Your assignment
In the data that follows, how many lines include the string "wooden"? Answer with the number alone.

Recorded data
/---

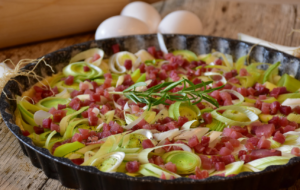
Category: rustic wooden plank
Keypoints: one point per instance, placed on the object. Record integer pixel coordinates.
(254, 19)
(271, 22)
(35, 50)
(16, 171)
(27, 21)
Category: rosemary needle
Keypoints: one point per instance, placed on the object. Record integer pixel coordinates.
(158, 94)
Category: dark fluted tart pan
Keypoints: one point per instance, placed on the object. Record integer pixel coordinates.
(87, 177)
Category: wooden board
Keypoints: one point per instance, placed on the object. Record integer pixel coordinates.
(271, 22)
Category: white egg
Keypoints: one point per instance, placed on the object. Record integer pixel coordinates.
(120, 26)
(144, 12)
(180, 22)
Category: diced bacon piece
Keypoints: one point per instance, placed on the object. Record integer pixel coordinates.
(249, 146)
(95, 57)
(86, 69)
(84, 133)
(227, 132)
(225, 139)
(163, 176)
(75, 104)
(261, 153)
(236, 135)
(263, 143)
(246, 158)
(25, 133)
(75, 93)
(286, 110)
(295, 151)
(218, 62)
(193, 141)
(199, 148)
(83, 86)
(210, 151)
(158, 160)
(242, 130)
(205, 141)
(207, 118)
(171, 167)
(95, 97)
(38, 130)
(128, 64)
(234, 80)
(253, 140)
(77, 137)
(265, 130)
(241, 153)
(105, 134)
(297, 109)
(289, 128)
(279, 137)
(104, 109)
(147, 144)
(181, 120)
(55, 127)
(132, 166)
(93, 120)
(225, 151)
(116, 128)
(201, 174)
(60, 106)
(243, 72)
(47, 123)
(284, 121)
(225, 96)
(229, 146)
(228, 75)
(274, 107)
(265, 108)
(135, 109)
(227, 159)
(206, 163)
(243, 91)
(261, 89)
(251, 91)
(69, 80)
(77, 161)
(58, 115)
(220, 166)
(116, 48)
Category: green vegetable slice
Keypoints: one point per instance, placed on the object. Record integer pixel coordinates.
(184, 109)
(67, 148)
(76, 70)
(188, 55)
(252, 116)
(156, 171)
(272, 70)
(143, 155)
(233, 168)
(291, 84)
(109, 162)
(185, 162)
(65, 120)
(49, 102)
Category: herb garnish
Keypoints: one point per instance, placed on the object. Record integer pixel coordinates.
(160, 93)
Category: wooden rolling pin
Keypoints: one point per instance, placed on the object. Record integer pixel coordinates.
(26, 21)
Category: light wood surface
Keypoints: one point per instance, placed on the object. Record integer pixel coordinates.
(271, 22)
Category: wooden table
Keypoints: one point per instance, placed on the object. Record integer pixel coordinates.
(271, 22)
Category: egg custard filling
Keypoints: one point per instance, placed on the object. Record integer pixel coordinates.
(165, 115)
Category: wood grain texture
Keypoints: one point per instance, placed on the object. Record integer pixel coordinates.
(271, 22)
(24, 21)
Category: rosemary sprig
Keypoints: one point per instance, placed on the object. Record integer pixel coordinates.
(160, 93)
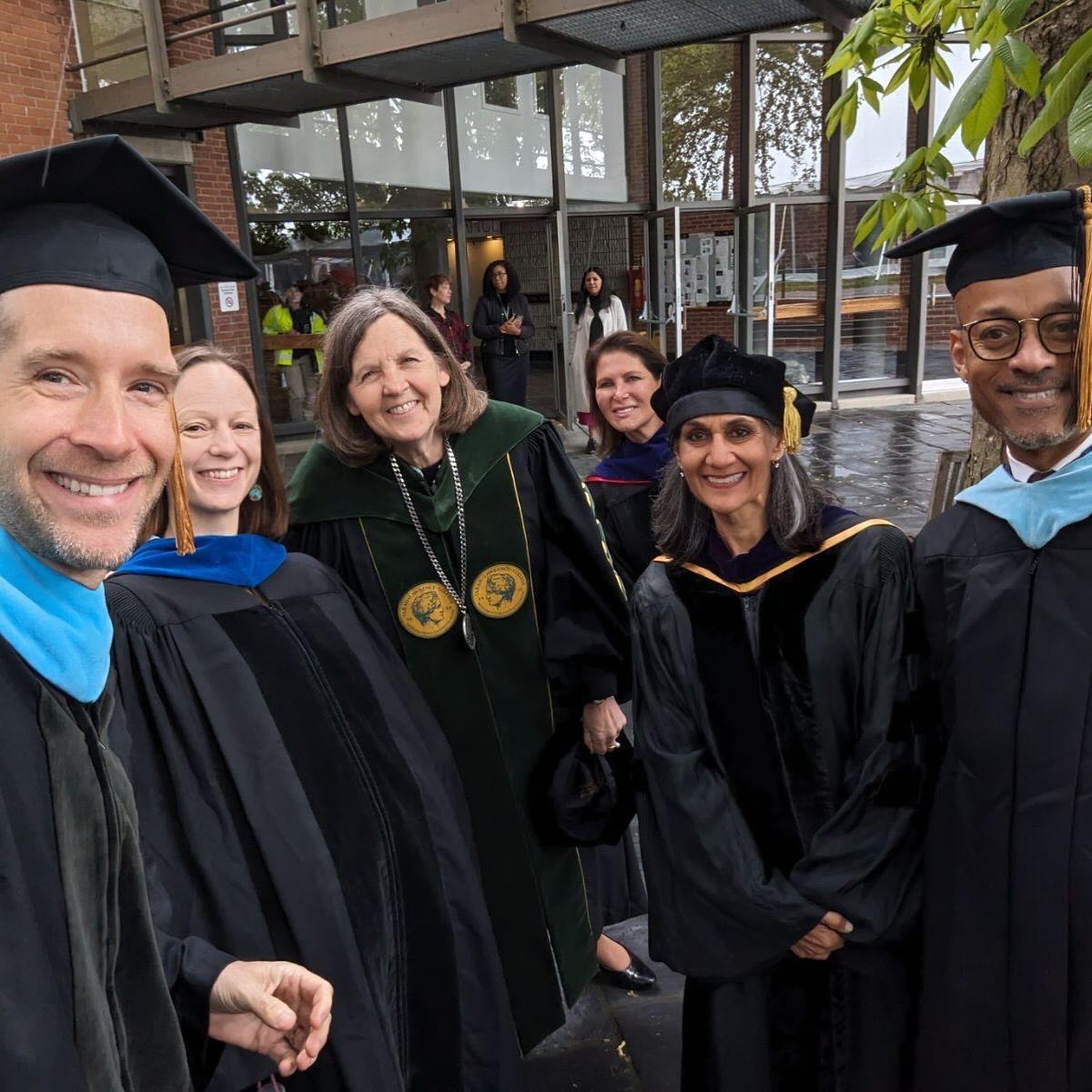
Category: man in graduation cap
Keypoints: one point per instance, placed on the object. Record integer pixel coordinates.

\---

Answer space
4